▶ [What the task asks] Rewrite the records below from the line containing "Task: Find the white cloud" down to the end, substituting "place" for every "drop" and leaving everything else unchanged.
((
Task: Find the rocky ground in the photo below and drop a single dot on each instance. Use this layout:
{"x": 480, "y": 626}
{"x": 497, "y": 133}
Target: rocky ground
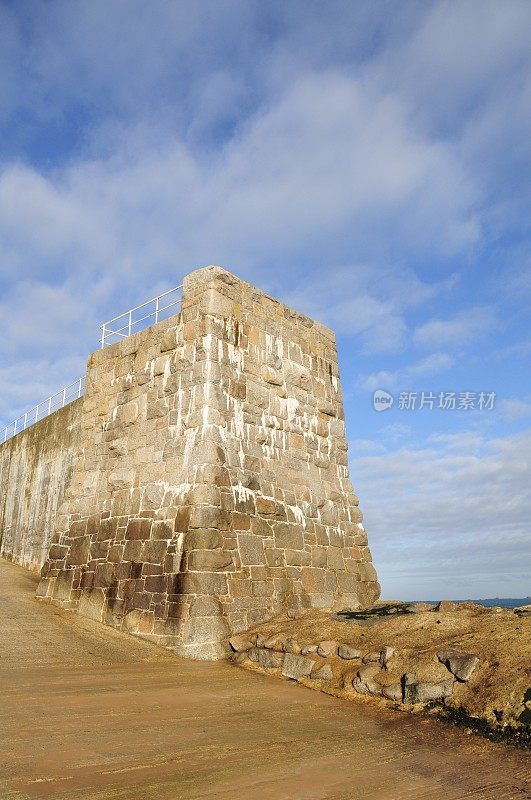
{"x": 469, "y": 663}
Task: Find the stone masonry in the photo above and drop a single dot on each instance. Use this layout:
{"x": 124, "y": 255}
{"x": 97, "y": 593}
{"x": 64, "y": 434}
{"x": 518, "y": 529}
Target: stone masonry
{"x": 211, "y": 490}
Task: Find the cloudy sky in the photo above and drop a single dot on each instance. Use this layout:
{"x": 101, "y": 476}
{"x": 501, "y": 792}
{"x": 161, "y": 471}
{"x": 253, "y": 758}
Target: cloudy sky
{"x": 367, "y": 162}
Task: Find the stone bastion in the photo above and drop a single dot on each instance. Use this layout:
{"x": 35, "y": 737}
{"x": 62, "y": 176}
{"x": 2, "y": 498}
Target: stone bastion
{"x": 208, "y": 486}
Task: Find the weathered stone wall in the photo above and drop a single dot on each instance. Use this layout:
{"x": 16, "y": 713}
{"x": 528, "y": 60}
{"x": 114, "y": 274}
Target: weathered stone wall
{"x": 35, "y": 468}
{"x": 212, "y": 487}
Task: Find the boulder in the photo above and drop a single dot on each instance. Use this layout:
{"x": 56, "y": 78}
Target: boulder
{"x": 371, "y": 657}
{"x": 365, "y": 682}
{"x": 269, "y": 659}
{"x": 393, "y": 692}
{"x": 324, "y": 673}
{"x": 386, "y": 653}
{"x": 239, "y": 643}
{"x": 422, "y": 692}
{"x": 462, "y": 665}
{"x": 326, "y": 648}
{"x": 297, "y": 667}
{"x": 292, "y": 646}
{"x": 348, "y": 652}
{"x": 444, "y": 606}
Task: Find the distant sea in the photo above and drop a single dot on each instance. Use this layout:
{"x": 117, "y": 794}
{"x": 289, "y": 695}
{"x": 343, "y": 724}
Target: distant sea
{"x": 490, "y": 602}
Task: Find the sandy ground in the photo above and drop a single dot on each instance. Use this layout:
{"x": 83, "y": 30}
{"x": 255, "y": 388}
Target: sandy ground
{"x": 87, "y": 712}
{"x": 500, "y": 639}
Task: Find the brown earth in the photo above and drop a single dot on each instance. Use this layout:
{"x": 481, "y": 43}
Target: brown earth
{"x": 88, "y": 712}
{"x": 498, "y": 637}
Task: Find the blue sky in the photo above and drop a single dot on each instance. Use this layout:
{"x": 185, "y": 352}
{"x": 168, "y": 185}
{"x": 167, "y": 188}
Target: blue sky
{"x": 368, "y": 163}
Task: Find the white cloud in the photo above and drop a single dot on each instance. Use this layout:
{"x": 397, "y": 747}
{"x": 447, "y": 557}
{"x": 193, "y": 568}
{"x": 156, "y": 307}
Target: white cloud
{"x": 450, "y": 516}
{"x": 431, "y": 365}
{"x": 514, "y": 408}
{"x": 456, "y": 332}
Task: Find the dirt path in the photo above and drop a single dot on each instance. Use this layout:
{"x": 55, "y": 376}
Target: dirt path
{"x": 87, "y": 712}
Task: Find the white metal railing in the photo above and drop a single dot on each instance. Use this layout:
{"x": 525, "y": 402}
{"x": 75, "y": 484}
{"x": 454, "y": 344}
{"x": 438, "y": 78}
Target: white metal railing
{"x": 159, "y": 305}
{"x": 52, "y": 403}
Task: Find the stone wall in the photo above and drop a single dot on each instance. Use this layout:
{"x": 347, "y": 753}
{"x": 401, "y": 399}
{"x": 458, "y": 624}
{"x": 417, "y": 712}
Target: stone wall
))
▶ [Final result]
Task: Find the white cloud in the photo above and place a single dot on each instance. Use this layout:
{"x": 397, "y": 747}
{"x": 447, "y": 557}
{"x": 193, "y": 568}
{"x": 156, "y": 307}
Target: white cloud
{"x": 450, "y": 516}
{"x": 431, "y": 365}
{"x": 514, "y": 408}
{"x": 456, "y": 332}
Task: Find the dirt path in the photo above and place a single dot on each instance. Use this layout:
{"x": 55, "y": 376}
Target: dirt path
{"x": 87, "y": 712}
Task: Find the white metal railing in the photo above and place a single dot on each instance. Use this layout:
{"x": 525, "y": 402}
{"x": 75, "y": 484}
{"x": 454, "y": 344}
{"x": 438, "y": 78}
Target: white metal railing
{"x": 159, "y": 305}
{"x": 52, "y": 403}
Task: Find the stone wall in the photo above and place a single dot on each instance. Use this layout:
{"x": 347, "y": 753}
{"x": 401, "y": 399}
{"x": 458, "y": 624}
{"x": 417, "y": 712}
Target: stone wall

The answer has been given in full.